### Objective
Gather every line from the entries below that contains the word "black", and copy each one out in full.

### Stored data
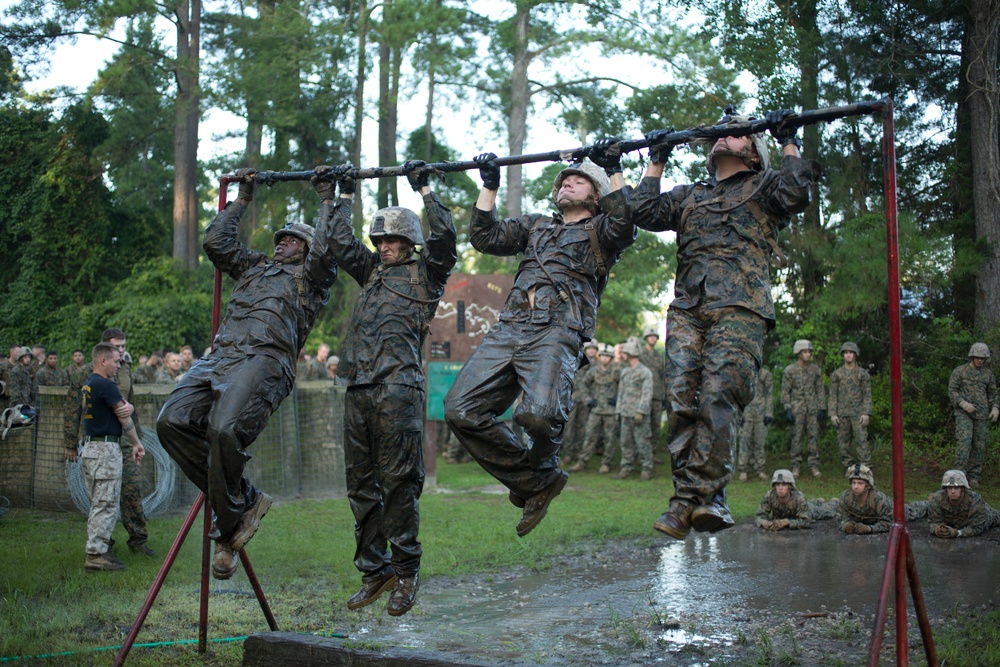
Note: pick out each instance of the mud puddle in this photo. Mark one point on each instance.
(678, 603)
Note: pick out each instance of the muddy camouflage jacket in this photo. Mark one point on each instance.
(601, 385)
(802, 388)
(384, 340)
(724, 259)
(972, 516)
(977, 386)
(875, 512)
(850, 392)
(273, 306)
(796, 510)
(567, 254)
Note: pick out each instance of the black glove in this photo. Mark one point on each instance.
(659, 152)
(607, 154)
(416, 174)
(783, 135)
(489, 170)
(245, 177)
(325, 188)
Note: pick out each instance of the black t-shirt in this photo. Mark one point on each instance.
(100, 395)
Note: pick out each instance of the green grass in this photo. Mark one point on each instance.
(303, 556)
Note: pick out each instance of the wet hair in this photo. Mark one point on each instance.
(112, 333)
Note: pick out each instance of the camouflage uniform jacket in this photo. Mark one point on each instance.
(273, 306)
(971, 516)
(635, 391)
(385, 337)
(850, 392)
(655, 361)
(762, 404)
(52, 377)
(563, 251)
(802, 388)
(875, 512)
(601, 384)
(723, 259)
(975, 385)
(796, 510)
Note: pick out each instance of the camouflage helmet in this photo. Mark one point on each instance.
(850, 346)
(631, 348)
(757, 140)
(396, 221)
(802, 344)
(782, 476)
(861, 471)
(979, 351)
(590, 171)
(954, 478)
(299, 230)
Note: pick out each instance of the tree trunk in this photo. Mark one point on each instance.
(519, 98)
(984, 106)
(188, 15)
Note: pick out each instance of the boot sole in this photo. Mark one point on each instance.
(389, 583)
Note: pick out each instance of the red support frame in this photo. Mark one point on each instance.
(899, 561)
(207, 526)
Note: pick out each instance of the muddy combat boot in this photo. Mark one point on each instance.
(371, 589)
(538, 505)
(102, 563)
(250, 522)
(225, 561)
(676, 521)
(403, 595)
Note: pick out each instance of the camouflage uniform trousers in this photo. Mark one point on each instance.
(753, 441)
(384, 456)
(713, 358)
(848, 429)
(635, 444)
(101, 464)
(806, 423)
(971, 436)
(598, 427)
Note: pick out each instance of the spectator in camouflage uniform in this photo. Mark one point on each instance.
(573, 433)
(600, 389)
(804, 399)
(958, 511)
(757, 417)
(50, 375)
(972, 391)
(850, 406)
(222, 404)
(381, 364)
(726, 231)
(863, 509)
(653, 359)
(130, 498)
(549, 314)
(635, 391)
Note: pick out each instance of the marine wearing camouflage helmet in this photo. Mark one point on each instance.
(804, 399)
(726, 230)
(958, 511)
(548, 315)
(972, 391)
(850, 406)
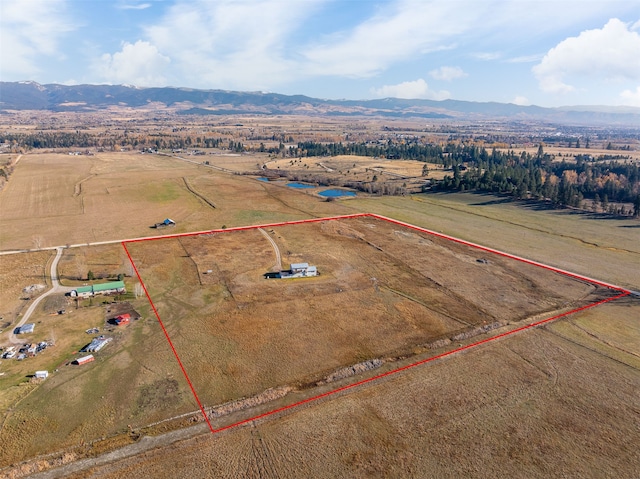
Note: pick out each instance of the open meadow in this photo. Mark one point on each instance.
(383, 292)
(59, 199)
(536, 405)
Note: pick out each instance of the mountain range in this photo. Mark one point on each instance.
(29, 95)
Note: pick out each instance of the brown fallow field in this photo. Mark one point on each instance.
(384, 292)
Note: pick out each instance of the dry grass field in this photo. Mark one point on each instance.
(607, 249)
(384, 292)
(361, 168)
(16, 273)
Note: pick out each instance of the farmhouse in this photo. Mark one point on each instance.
(167, 222)
(85, 359)
(298, 270)
(102, 288)
(122, 319)
(96, 344)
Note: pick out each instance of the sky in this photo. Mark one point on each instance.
(547, 53)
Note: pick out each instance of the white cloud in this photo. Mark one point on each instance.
(525, 59)
(521, 101)
(232, 45)
(609, 53)
(402, 30)
(417, 89)
(631, 98)
(30, 29)
(447, 73)
(487, 56)
(140, 64)
(137, 6)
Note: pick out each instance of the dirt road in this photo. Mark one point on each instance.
(55, 288)
(278, 264)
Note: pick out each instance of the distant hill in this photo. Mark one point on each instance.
(29, 95)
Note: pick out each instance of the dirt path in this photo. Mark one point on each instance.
(278, 264)
(56, 288)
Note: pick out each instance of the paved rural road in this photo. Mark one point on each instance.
(55, 288)
(275, 248)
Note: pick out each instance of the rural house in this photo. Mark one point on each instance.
(102, 288)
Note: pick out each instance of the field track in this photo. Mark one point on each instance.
(621, 292)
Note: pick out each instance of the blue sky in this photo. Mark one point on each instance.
(548, 53)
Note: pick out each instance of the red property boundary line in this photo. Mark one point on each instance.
(621, 293)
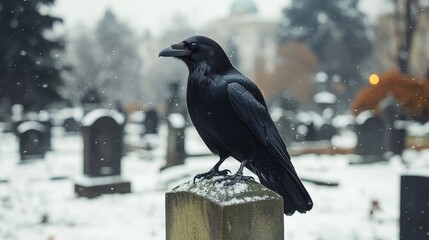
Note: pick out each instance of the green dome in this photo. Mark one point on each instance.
(240, 7)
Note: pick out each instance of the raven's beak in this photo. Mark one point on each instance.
(176, 50)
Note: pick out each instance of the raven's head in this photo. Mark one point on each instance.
(199, 49)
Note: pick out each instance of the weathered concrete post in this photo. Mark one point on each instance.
(206, 210)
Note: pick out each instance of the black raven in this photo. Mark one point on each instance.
(231, 116)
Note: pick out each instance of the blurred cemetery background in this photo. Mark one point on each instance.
(94, 128)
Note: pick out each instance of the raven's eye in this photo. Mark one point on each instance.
(193, 45)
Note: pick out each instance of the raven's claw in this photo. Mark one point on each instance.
(212, 173)
(233, 179)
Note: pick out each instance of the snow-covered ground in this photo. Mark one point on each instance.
(37, 199)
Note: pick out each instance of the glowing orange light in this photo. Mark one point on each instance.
(374, 79)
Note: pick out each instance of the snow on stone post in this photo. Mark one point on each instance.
(176, 153)
(102, 131)
(209, 210)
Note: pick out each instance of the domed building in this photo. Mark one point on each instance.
(248, 39)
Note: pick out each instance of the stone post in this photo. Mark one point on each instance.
(209, 210)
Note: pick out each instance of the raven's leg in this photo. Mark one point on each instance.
(214, 171)
(238, 176)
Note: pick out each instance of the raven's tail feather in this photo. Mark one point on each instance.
(287, 184)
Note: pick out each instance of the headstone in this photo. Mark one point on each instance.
(370, 137)
(286, 127)
(91, 100)
(205, 210)
(46, 120)
(287, 102)
(102, 132)
(394, 116)
(71, 125)
(176, 152)
(174, 102)
(151, 122)
(414, 207)
(311, 134)
(32, 140)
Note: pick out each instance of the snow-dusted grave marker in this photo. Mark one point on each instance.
(176, 153)
(33, 137)
(414, 206)
(209, 210)
(102, 132)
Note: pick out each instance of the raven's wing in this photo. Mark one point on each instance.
(284, 180)
(255, 115)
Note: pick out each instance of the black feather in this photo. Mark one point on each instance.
(232, 118)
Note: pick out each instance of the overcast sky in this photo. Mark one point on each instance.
(156, 15)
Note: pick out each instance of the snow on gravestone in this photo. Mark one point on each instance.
(209, 210)
(32, 140)
(102, 131)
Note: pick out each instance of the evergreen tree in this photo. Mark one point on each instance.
(335, 31)
(29, 71)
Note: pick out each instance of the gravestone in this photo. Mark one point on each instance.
(176, 153)
(205, 210)
(46, 120)
(287, 102)
(32, 140)
(71, 125)
(370, 137)
(414, 207)
(394, 116)
(174, 101)
(286, 127)
(102, 132)
(151, 122)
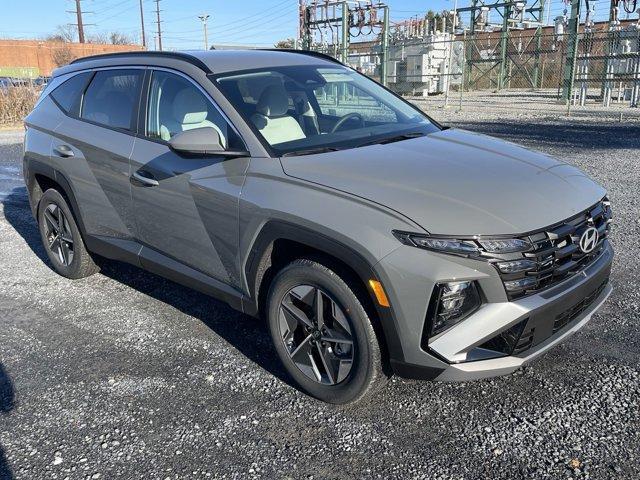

### Output below
Note: pick out each instance of the black glove in this photo. Mark one point on each instance.
Note: pick out each instance of the black t-shirt in this photo. Mark one point on each instance.
Note: pick out each instance of the black raven in this photo. Mark one point on each instance.
Note: pick out each instance of the black feather in this photo. Mark one point on each instance.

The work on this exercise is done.